* _元の文章_:

北ア南部 アカンダナ山、白谷山 2004年4月10日

 

 

 

 2000m以上の山を登り尽くす中でもっとも困難なのが道が無い山の攻略である。単純に道がないだけで藪がなければ割と簡単に登れることが多いが、藪があるとそうは問屋が卸さない。昨年(2003年)から全2000m峰完登を目指して道が無い山を集中的に登ってきたが、思い立ったのが夏であり、当然ながらくそ暑い中で藪漕ぎはやる気が起こらないので強烈な藪山はほとんど登れなかった。

 昨年の経験より、南アルプスはシラビソ樹林がかなりの標高まで発達し、道が無い山でもあまりひどい藪がないことがわかった。しかし北アルプスになると話が違う。積雪量が多いので標高が高いところは木が矮小になって恐ろしい藪が出てくる。また、笹は雪が多いところに生えていることが多く、北アルプスの道無き山は南アルプスのように簡単にはいかないだろう。ただし、標高が高くなるとすぐ森林限界を超えてしまうので、北アの高い山は道が無くても簡単に登れるわけだ。しかし、標高が低いとそうはいかず、強烈な藪の応酬を受けることになり、手っ取り早く登れる手段である残雪で藪が埋もれた時期に登ることになる。

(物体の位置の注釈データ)

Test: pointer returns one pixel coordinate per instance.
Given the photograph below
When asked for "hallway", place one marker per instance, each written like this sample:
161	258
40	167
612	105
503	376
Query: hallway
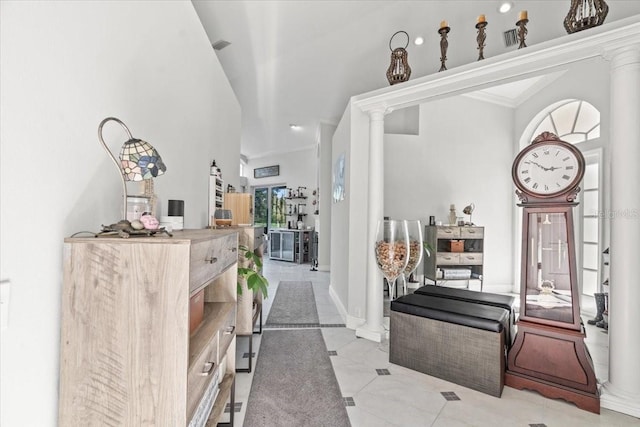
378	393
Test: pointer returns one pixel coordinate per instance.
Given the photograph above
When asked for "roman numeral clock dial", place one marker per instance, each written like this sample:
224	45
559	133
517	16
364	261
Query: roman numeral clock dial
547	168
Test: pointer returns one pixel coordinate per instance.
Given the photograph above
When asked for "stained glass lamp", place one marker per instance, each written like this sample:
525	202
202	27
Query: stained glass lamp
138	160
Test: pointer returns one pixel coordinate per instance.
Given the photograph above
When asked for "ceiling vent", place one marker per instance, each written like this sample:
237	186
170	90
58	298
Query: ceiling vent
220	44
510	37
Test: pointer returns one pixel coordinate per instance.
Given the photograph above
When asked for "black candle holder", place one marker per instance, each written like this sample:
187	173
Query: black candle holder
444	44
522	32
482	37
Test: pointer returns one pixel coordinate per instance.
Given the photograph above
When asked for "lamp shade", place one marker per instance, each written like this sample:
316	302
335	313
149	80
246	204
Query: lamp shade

* _短い問題_: 上のアカンダナ山と白谷山の山行記から、「北ア南部 アカンダナ山、白谷山 2004年4月10日」から「藪山はほとんど登れなかった。」までを、一字も変えずに書き写してください。

* _回答_:
北ア南部 アカンダナ山、白谷山 2004年4月10日

 

 

 

 2000m以上の山を登り尽くす中でもっとも困難なのが道が無い山の攻略である。単純に道がないだけで藪がなければ割と簡単に登れることが多いが、藪があるとそうは問屋が卸さない。昨年(2003年)から全2000m峰完登を目指して道が無い山を集中的に登ってきたが、思い立ったのが夏であり、当然ながらくそ暑い中で藪漕ぎはやる気が起こらないので強烈な藪山はほとんど登れなかった。